PROBLEM REQUIREMENTS. Reply with one number: the count of lines in the records below that hold "black".

(Referring expression data)
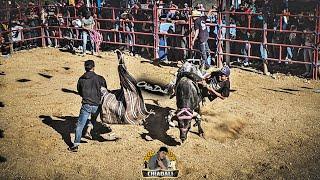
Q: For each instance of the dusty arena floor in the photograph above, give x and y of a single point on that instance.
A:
(268, 128)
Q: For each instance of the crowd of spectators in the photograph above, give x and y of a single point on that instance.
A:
(61, 24)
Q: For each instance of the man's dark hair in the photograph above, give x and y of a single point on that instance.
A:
(165, 149)
(88, 65)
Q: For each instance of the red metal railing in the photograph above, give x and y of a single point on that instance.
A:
(221, 53)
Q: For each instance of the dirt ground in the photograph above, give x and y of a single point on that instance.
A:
(267, 129)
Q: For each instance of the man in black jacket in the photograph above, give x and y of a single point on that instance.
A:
(89, 85)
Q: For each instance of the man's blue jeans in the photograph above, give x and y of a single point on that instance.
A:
(85, 111)
(205, 54)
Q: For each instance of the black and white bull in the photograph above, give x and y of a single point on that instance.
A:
(188, 101)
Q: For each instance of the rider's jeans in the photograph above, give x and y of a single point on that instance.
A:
(85, 111)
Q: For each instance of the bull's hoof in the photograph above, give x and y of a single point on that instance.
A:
(202, 135)
(148, 138)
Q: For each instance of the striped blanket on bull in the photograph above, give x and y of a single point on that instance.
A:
(126, 105)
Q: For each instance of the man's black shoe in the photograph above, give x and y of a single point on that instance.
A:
(73, 149)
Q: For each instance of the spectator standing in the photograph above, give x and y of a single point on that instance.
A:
(87, 25)
(308, 53)
(89, 88)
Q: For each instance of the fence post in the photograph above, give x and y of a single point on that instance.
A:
(317, 41)
(220, 51)
(155, 30)
(42, 37)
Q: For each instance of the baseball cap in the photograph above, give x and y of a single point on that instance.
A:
(165, 149)
(88, 65)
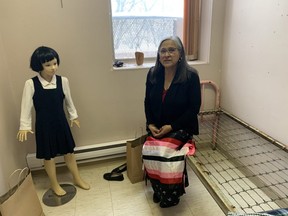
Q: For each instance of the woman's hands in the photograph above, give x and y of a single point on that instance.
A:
(75, 121)
(159, 133)
(22, 135)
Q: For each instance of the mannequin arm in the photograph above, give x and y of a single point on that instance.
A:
(22, 135)
(75, 121)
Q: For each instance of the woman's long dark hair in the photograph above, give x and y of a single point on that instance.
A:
(182, 67)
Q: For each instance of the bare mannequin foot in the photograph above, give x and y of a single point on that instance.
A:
(82, 184)
(58, 190)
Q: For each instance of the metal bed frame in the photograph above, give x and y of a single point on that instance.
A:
(244, 169)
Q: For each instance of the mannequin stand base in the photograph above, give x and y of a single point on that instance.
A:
(51, 199)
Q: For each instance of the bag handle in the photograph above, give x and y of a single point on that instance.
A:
(137, 133)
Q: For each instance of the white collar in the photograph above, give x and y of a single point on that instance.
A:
(45, 82)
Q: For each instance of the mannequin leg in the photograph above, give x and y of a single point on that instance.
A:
(72, 166)
(51, 171)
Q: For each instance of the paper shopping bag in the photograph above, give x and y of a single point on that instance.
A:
(135, 170)
(22, 199)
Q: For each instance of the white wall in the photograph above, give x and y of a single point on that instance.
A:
(109, 102)
(255, 61)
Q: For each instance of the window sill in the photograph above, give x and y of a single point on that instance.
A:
(149, 65)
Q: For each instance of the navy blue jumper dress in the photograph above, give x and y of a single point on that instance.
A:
(52, 131)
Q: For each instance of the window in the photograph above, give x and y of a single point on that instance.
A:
(140, 25)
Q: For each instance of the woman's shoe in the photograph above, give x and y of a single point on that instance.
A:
(120, 169)
(167, 205)
(113, 176)
(156, 199)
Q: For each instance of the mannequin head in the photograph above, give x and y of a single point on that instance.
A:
(40, 56)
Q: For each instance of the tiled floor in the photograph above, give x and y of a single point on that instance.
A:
(109, 198)
(246, 167)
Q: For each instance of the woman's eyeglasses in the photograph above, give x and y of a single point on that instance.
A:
(170, 51)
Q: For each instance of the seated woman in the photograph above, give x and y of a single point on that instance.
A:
(172, 102)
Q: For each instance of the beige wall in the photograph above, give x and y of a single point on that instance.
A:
(254, 79)
(109, 102)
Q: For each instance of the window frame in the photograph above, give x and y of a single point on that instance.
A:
(191, 30)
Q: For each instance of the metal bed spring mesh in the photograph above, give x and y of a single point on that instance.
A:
(243, 170)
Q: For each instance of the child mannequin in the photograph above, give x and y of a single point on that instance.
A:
(46, 92)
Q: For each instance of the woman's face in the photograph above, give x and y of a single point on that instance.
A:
(49, 68)
(169, 54)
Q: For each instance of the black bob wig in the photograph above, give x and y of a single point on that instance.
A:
(40, 56)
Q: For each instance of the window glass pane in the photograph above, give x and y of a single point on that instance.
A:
(140, 25)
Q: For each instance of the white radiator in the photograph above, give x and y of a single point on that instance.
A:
(84, 154)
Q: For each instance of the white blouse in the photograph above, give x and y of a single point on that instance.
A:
(27, 100)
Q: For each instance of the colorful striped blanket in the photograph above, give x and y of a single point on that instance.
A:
(164, 159)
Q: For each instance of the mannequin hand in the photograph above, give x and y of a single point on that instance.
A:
(75, 121)
(22, 135)
(165, 129)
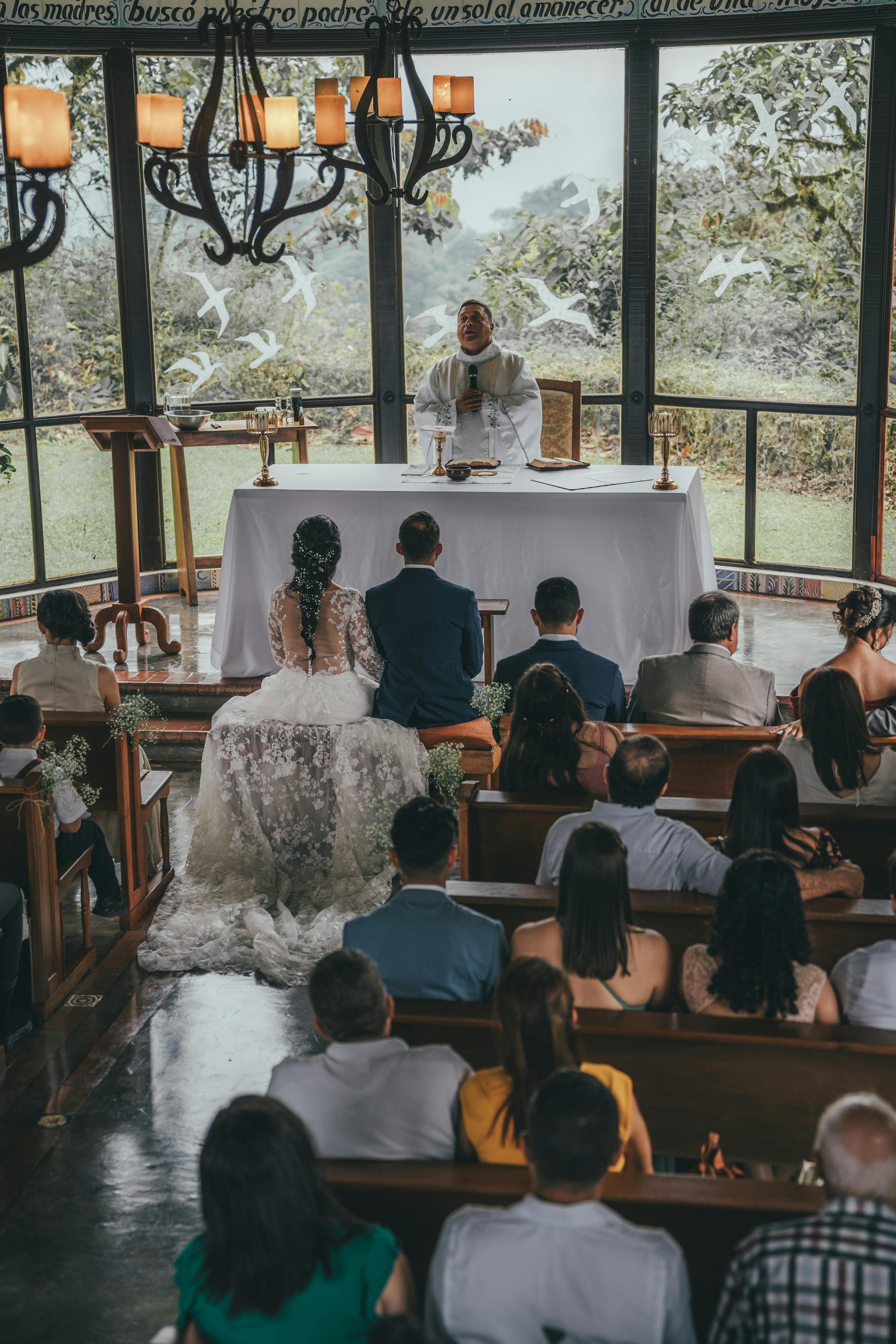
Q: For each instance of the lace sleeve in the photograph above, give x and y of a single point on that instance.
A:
(361, 639)
(276, 627)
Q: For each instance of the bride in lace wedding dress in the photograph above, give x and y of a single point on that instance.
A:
(281, 854)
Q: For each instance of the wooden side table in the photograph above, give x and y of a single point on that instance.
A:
(123, 436)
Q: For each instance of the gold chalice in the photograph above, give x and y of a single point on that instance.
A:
(261, 424)
(664, 425)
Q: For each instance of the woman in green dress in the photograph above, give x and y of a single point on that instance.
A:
(280, 1260)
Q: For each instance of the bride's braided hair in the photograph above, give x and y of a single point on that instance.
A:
(318, 549)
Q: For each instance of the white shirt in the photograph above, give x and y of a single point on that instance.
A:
(377, 1100)
(866, 984)
(508, 1276)
(510, 424)
(664, 855)
(66, 804)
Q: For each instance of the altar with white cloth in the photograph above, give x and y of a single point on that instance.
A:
(637, 556)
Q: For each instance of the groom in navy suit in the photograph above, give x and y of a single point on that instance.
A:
(429, 634)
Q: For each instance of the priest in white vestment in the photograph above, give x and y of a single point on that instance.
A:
(503, 419)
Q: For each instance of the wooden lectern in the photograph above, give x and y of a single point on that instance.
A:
(123, 436)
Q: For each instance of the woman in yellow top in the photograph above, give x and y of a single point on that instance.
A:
(537, 1017)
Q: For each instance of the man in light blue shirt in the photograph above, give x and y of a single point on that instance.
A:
(428, 947)
(664, 855)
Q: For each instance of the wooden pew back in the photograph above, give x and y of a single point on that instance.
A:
(706, 1217)
(760, 1085)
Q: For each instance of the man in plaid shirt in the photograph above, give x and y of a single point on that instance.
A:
(829, 1279)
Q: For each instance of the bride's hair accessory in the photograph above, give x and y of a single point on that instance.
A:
(318, 549)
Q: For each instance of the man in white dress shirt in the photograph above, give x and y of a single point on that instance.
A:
(559, 1265)
(499, 419)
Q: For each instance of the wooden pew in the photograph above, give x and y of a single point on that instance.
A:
(502, 835)
(836, 925)
(706, 1217)
(760, 1085)
(113, 768)
(30, 862)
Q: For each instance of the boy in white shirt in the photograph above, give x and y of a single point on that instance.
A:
(21, 730)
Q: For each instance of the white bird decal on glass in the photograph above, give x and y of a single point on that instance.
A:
(768, 127)
(558, 308)
(203, 370)
(701, 150)
(588, 190)
(837, 99)
(304, 284)
(734, 268)
(265, 349)
(216, 298)
(448, 324)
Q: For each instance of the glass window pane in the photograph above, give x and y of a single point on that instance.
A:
(73, 298)
(760, 217)
(76, 497)
(240, 331)
(17, 553)
(531, 221)
(805, 490)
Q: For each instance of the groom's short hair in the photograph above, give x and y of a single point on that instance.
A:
(420, 536)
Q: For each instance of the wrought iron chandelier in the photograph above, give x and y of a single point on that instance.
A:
(37, 143)
(266, 132)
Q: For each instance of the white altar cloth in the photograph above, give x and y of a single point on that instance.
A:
(637, 556)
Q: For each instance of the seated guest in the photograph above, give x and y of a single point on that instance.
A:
(370, 1096)
(280, 1260)
(664, 855)
(831, 748)
(866, 619)
(610, 963)
(534, 1009)
(498, 414)
(558, 616)
(426, 945)
(21, 732)
(429, 635)
(757, 962)
(866, 979)
(704, 685)
(765, 815)
(559, 1265)
(828, 1277)
(553, 746)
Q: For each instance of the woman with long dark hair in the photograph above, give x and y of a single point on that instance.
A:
(757, 962)
(554, 748)
(295, 779)
(280, 1260)
(609, 960)
(537, 1018)
(831, 749)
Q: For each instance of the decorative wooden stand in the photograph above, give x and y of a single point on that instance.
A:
(123, 436)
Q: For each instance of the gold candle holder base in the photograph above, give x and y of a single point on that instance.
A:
(665, 427)
(261, 424)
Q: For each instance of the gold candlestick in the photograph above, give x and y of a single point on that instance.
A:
(438, 439)
(261, 423)
(664, 425)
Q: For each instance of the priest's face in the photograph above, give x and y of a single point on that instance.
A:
(473, 329)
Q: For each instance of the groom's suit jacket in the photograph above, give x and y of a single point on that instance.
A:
(430, 636)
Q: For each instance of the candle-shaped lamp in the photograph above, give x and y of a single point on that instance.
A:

TASK OUTPUT. 4